Images for object localization:
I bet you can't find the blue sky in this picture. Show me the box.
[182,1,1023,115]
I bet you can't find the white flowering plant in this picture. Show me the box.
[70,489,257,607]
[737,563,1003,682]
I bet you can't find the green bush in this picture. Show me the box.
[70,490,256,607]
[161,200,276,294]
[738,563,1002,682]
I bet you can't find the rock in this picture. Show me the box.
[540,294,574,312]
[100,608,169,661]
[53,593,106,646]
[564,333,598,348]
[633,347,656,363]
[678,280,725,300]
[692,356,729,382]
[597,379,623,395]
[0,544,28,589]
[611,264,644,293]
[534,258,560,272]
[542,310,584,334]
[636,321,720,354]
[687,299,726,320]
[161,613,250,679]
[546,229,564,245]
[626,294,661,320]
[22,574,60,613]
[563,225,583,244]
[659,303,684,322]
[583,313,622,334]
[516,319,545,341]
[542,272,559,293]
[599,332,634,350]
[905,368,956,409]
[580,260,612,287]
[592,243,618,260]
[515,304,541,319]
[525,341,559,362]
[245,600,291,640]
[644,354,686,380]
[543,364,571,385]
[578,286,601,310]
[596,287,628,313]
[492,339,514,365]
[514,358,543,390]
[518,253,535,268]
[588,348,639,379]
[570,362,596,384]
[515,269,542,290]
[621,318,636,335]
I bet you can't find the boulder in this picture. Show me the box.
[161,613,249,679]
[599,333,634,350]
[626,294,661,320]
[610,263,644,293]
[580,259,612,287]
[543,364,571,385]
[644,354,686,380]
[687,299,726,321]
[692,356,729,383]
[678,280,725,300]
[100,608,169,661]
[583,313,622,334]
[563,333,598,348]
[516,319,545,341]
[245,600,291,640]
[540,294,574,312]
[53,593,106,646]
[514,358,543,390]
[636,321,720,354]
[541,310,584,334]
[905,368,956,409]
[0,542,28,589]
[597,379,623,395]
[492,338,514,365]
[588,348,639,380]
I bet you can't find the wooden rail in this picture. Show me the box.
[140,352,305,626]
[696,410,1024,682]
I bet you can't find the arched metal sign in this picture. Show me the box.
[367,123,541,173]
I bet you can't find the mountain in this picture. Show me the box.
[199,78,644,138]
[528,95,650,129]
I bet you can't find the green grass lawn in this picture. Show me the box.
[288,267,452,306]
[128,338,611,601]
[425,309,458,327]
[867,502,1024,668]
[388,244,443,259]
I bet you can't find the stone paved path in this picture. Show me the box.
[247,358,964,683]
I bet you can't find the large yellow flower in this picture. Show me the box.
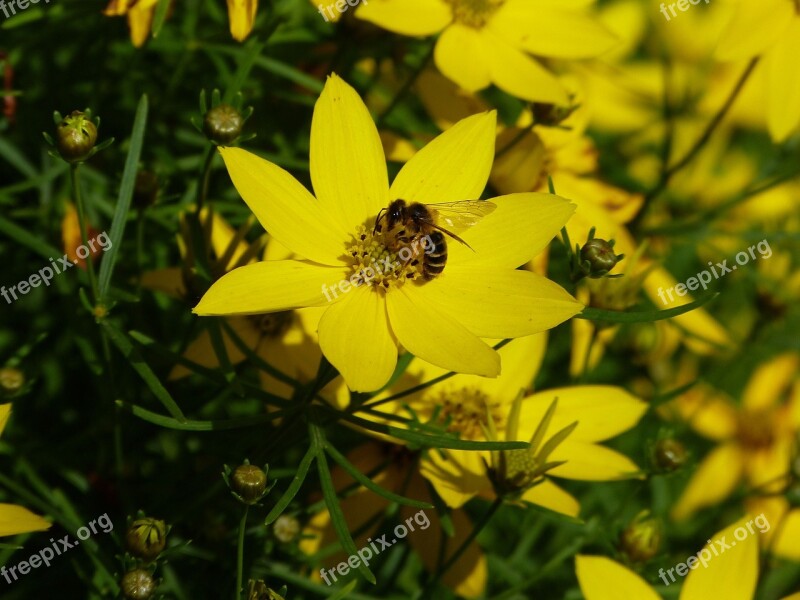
[716,0,800,141]
[356,0,616,104]
[576,517,760,600]
[668,353,800,522]
[371,335,647,516]
[0,405,51,537]
[194,74,582,392]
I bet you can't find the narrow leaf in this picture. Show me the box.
[576,293,718,324]
[264,445,316,525]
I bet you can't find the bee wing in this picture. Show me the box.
[426,200,497,234]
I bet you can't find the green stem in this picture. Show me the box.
[196,145,215,212]
[236,505,249,600]
[70,164,99,302]
[376,41,435,126]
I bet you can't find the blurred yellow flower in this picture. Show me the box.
[194,74,582,392]
[356,0,616,104]
[576,517,760,600]
[0,405,51,537]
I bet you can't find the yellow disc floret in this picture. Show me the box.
[444,0,505,28]
[345,226,425,291]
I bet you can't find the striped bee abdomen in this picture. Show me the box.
[422,231,447,280]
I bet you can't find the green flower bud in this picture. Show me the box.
[653,438,688,473]
[133,171,159,208]
[232,464,267,504]
[0,367,24,395]
[56,111,97,162]
[273,514,300,543]
[203,103,243,145]
[620,511,661,563]
[126,517,167,561]
[580,237,623,278]
[121,569,156,600]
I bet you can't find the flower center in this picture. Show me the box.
[437,387,505,440]
[738,409,776,450]
[248,311,293,337]
[345,226,426,291]
[444,0,505,28]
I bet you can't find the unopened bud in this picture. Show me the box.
[580,237,623,278]
[203,104,243,145]
[121,569,156,599]
[56,111,97,162]
[126,517,167,561]
[0,367,24,395]
[232,464,267,504]
[653,438,688,473]
[620,511,661,563]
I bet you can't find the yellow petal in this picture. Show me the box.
[764,23,800,142]
[481,29,568,104]
[715,0,793,61]
[434,25,492,92]
[490,0,617,59]
[671,443,744,521]
[0,403,9,437]
[665,382,739,441]
[311,74,390,233]
[206,209,253,270]
[450,193,575,269]
[742,352,800,411]
[410,266,581,338]
[773,509,800,561]
[576,555,661,600]
[386,286,500,377]
[218,147,346,265]
[549,441,641,481]
[127,3,156,47]
[419,449,491,508]
[140,267,186,298]
[169,317,260,380]
[193,260,349,316]
[518,386,648,443]
[0,504,51,537]
[356,0,452,36]
[389,111,495,204]
[681,517,759,600]
[521,479,580,517]
[319,286,397,392]
[227,0,257,42]
[416,69,490,131]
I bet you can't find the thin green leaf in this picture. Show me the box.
[324,442,433,509]
[325,580,358,600]
[0,214,61,259]
[151,0,171,37]
[223,38,265,104]
[576,293,719,324]
[100,321,186,422]
[98,94,149,299]
[117,401,289,431]
[265,445,317,525]
[0,137,37,178]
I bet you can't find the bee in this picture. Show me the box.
[374,199,496,280]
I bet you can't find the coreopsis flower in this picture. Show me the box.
[715,0,800,141]
[194,74,582,392]
[0,405,51,536]
[62,203,102,270]
[300,443,487,598]
[356,0,616,104]
[576,517,759,600]
[226,0,258,41]
[371,335,647,515]
[668,353,800,524]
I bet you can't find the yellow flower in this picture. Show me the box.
[194,74,582,392]
[576,517,760,600]
[356,0,616,104]
[668,353,800,522]
[104,0,159,48]
[716,0,800,141]
[301,443,487,598]
[0,405,51,537]
[372,335,647,516]
[227,0,258,41]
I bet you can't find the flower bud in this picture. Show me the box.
[126,517,167,561]
[580,237,623,278]
[273,514,300,543]
[653,438,688,473]
[231,464,267,504]
[0,367,24,395]
[56,111,97,162]
[133,171,159,208]
[121,569,156,599]
[620,512,661,563]
[203,103,243,145]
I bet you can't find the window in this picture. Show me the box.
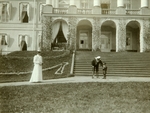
[0,34,8,46]
[80,0,90,9]
[0,2,11,22]
[19,3,30,23]
[1,35,7,45]
[126,32,131,46]
[18,35,29,51]
[124,0,131,9]
[100,0,110,14]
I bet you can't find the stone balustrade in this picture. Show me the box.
[126,10,140,15]
[53,8,68,14]
[102,9,116,15]
[43,6,149,15]
[77,9,92,14]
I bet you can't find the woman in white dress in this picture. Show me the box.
[30,50,43,83]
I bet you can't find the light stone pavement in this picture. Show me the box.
[0,76,150,87]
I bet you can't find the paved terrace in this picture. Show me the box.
[0,76,150,87]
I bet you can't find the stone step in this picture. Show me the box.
[73,51,150,76]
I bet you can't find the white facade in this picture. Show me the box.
[0,0,150,54]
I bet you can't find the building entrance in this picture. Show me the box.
[126,32,132,50]
[79,31,89,49]
[101,33,111,52]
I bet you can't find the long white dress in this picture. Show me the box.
[30,54,43,83]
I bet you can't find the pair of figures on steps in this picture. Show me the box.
[91,56,107,79]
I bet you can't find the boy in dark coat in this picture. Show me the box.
[91,56,103,78]
[102,62,107,79]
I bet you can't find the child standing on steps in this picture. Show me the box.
[102,62,107,79]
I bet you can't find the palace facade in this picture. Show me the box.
[0,0,150,54]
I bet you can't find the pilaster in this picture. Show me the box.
[92,0,101,14]
[68,5,77,14]
[140,8,150,15]
[141,20,150,52]
[116,0,126,15]
[92,17,101,51]
[43,4,53,13]
[116,19,126,52]
[116,7,126,15]
[92,6,101,14]
[42,16,52,51]
[68,17,77,50]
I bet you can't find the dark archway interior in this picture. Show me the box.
[126,21,140,52]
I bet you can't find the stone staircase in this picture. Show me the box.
[73,51,150,77]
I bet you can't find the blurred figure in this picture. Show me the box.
[91,56,103,78]
[102,62,107,79]
[30,50,43,83]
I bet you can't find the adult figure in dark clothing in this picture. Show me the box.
[91,56,103,78]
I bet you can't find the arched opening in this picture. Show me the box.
[77,20,92,50]
[101,21,116,52]
[126,21,140,52]
[51,20,68,50]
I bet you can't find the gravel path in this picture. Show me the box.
[0,76,150,87]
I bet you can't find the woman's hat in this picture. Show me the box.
[37,49,41,53]
[96,56,101,59]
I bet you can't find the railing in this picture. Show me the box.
[53,8,68,14]
[126,9,140,15]
[77,9,92,14]
[102,9,116,15]
[53,8,141,15]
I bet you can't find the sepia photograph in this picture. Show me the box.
[0,0,150,112]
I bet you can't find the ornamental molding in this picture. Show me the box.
[77,18,93,25]
[51,17,69,25]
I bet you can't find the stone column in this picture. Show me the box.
[46,0,52,5]
[68,17,77,50]
[116,0,126,14]
[140,20,150,52]
[116,19,126,52]
[42,16,52,51]
[0,37,1,55]
[94,0,100,7]
[141,0,148,8]
[70,0,75,6]
[92,0,101,14]
[117,0,124,7]
[92,18,101,51]
[43,0,53,13]
[68,0,77,14]
[140,0,150,15]
[55,0,59,8]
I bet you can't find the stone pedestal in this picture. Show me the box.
[43,4,53,13]
[68,5,77,14]
[140,8,150,15]
[116,7,126,15]
[92,6,101,14]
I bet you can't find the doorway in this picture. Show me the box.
[79,31,89,49]
[101,32,111,52]
[126,32,132,50]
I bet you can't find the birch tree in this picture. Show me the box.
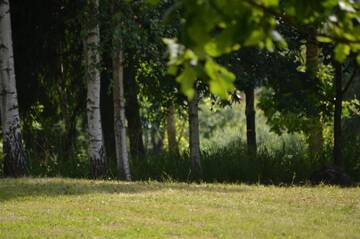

Required action: Beginning at the line that contains "I bet you can't find the doorway", give the remaining lines of the records again exactly, through the last one. Leave out pictures.

Task result:
I bet you can't find the doorway in this picture. Show me the box.
[79,31,89,49]
[101,32,111,52]
[126,32,132,50]
I bet you can't find the birch tree in this picture. Show me the box.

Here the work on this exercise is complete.